» The task
Repeat the records below exactly, line for line.

» Data supplied
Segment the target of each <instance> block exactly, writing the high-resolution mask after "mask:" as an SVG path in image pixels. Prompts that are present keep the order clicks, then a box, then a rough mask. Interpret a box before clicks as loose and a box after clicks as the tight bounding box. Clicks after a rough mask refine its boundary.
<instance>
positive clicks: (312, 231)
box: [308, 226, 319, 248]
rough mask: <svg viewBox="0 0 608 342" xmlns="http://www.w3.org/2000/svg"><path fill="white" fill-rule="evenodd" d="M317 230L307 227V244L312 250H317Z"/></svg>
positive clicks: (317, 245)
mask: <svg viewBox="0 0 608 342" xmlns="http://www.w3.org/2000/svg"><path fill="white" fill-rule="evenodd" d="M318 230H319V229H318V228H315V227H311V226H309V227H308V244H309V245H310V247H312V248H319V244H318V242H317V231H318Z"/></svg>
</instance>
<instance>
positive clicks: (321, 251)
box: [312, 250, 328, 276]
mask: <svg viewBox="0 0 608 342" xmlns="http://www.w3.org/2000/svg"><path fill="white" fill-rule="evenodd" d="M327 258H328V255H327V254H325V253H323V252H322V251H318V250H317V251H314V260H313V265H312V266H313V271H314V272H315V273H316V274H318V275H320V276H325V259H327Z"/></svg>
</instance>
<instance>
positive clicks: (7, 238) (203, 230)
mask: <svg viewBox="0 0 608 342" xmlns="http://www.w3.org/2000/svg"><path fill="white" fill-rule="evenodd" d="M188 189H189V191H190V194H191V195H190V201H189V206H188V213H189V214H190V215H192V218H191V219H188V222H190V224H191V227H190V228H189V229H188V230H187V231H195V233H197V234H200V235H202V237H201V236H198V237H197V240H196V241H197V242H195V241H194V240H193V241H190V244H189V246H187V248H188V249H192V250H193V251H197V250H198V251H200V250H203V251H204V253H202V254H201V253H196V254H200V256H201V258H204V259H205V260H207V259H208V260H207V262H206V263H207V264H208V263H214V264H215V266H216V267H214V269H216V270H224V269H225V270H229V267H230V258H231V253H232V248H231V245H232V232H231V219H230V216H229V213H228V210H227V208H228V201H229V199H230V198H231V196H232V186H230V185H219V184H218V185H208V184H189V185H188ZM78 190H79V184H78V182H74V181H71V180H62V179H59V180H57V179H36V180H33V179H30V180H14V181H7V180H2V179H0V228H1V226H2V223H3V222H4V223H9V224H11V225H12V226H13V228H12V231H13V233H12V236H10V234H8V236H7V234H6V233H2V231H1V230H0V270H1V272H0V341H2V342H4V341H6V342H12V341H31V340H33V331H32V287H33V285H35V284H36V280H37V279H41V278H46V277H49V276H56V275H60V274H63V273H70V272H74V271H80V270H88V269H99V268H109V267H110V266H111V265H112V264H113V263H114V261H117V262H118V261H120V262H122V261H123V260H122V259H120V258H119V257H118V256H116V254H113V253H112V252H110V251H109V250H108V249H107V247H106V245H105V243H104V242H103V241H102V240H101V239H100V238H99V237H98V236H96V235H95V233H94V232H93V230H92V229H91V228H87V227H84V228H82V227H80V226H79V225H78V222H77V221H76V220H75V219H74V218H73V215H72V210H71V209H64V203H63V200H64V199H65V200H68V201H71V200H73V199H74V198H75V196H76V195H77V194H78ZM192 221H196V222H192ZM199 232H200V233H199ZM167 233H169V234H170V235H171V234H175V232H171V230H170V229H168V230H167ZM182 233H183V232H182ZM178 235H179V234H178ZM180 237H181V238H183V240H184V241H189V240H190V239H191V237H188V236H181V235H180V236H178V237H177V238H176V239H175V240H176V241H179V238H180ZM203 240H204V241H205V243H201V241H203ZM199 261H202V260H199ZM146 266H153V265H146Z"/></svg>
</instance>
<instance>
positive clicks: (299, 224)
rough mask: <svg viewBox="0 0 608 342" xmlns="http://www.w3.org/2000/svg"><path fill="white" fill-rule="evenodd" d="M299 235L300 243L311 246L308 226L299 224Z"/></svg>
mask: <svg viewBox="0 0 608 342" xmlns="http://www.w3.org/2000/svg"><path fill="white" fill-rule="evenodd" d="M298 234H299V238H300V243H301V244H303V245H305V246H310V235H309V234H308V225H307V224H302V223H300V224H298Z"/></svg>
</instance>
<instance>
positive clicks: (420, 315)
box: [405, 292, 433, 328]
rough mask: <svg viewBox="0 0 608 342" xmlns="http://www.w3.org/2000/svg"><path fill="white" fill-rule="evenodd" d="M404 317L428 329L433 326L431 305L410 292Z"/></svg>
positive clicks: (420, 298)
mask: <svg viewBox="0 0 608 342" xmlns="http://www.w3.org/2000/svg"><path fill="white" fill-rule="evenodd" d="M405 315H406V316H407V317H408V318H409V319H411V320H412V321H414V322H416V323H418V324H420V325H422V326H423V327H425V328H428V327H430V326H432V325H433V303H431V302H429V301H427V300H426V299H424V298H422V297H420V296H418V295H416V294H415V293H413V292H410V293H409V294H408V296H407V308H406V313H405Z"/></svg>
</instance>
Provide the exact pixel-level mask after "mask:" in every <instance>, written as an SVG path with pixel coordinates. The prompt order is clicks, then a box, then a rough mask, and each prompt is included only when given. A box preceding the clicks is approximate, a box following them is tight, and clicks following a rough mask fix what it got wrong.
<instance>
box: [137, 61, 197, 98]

» Task solution
Segment the target of each <instance> block exactly, writing the high-resolution mask after "mask:" as an SVG path in image pixels. Prompts that are present keep the order clicks, then a box, then a rough mask. Interpret a box before clicks as loose and a box after clicks as the tight bounding box. Clicks after a rough mask refine its boundary.
<instance>
positive clicks: (312, 231)
box: [308, 226, 319, 248]
rough mask: <svg viewBox="0 0 608 342" xmlns="http://www.w3.org/2000/svg"><path fill="white" fill-rule="evenodd" d="M317 230L307 227V244L312 250H317Z"/></svg>
positive clicks: (317, 245)
mask: <svg viewBox="0 0 608 342" xmlns="http://www.w3.org/2000/svg"><path fill="white" fill-rule="evenodd" d="M318 230H319V229H318V228H315V227H311V226H309V227H308V244H309V245H310V247H312V248H319V244H318V242H317V231H318Z"/></svg>
</instance>
<instance>
positive clicks: (321, 251)
box: [312, 250, 328, 276]
mask: <svg viewBox="0 0 608 342" xmlns="http://www.w3.org/2000/svg"><path fill="white" fill-rule="evenodd" d="M327 258H328V255H327V254H325V253H323V252H322V251H318V250H317V251H314V260H313V265H312V266H313V271H314V272H315V273H316V274H318V275H320V276H325V259H327Z"/></svg>
</instance>
<instance>
positive clicks: (7, 238) (203, 230)
mask: <svg viewBox="0 0 608 342" xmlns="http://www.w3.org/2000/svg"><path fill="white" fill-rule="evenodd" d="M188 189H189V191H190V194H191V195H190V201H189V206H188V213H189V214H190V215H192V218H191V219H188V222H190V224H191V227H190V228H189V229H188V230H187V231H195V233H197V234H200V235H202V237H201V236H198V237H197V240H196V241H197V242H195V241H194V240H193V241H190V244H189V246H187V248H188V249H192V250H193V251H197V250H198V251H200V250H203V251H204V253H202V254H201V253H196V254H200V256H201V258H204V259H205V260H207V259H208V260H207V262H206V263H207V264H208V263H214V264H215V266H216V267H214V269H216V270H224V269H225V270H229V267H230V258H231V253H232V248H231V245H232V232H231V219H230V216H229V213H228V210H227V208H228V201H229V199H230V198H231V196H232V186H230V185H219V184H218V185H208V184H189V185H188ZM78 190H79V184H78V182H74V181H71V180H62V179H59V180H57V179H36V180H33V179H30V180H14V181H7V180H2V179H0V228H1V226H2V223H3V222H4V223H9V224H11V225H12V226H13V228H12V231H13V233H12V236H10V234H8V236H7V234H6V233H2V231H1V230H0V270H1V272H0V341H2V342H4V341H6V342H12V341H31V340H33V331H32V287H33V285H35V284H36V280H37V279H41V278H46V277H49V276H56V275H60V274H63V273H70V272H74V271H80V270H88V269H99V268H109V267H110V266H111V265H112V264H113V263H114V261H117V262H118V261H120V262H122V261H123V260H122V259H120V258H119V257H118V256H116V254H113V253H112V252H110V251H109V250H108V249H107V247H106V245H105V243H104V242H103V241H102V240H101V239H100V238H99V237H98V236H96V235H95V233H94V232H93V230H92V229H91V228H87V227H84V228H82V227H80V226H79V225H78V222H77V221H76V220H75V219H74V218H73V215H72V210H71V209H64V203H63V200H64V199H65V200H68V201H71V200H73V199H74V198H75V196H76V195H77V194H78ZM192 221H196V222H192ZM199 232H200V233H199ZM167 233H169V234H170V235H171V234H175V232H171V230H170V229H168V230H167ZM182 233H183V232H182ZM178 235H179V234H178ZM180 237H181V238H183V240H184V241H189V240H190V239H191V237H188V236H181V235H180V236H178V237H177V238H176V239H175V240H176V241H179V238H180ZM203 240H204V241H205V243H201V241H203ZM199 261H202V260H199ZM146 266H153V265H146Z"/></svg>
</instance>
<instance>
positive clicks: (299, 224)
rough mask: <svg viewBox="0 0 608 342" xmlns="http://www.w3.org/2000/svg"><path fill="white" fill-rule="evenodd" d="M299 235L300 243L311 246L308 226L299 224Z"/></svg>
mask: <svg viewBox="0 0 608 342" xmlns="http://www.w3.org/2000/svg"><path fill="white" fill-rule="evenodd" d="M298 234H299V238H300V243H301V244H303V245H305V246H310V235H309V234H308V225H307V224H302V223H300V224H298Z"/></svg>
</instance>
<instance>
positive clicks: (420, 315)
box: [405, 292, 433, 328]
rough mask: <svg viewBox="0 0 608 342" xmlns="http://www.w3.org/2000/svg"><path fill="white" fill-rule="evenodd" d="M404 317L428 329L433 326L431 305L410 292Z"/></svg>
positive clicks: (420, 298)
mask: <svg viewBox="0 0 608 342" xmlns="http://www.w3.org/2000/svg"><path fill="white" fill-rule="evenodd" d="M405 315H406V316H407V317H408V318H409V319H411V320H412V321H414V322H416V323H418V324H420V325H422V326H423V327H425V328H428V327H430V326H432V325H433V303H431V302H429V301H427V300H426V299H424V298H422V297H420V296H418V295H416V294H415V293H413V292H410V293H409V294H408V296H407V308H406V313H405Z"/></svg>
</instance>
Provide the exact pixel-level mask after "mask:" in every <instance>, written as an SVG path with pixel coordinates. The prompt order is clicks, then a box, then a rough mask, and each prompt is included only when given. A box preceding the clicks is approximate, a box following them is tight, and clicks following a rough mask fix what it got wrong.
<instance>
box: [137, 61, 197, 98]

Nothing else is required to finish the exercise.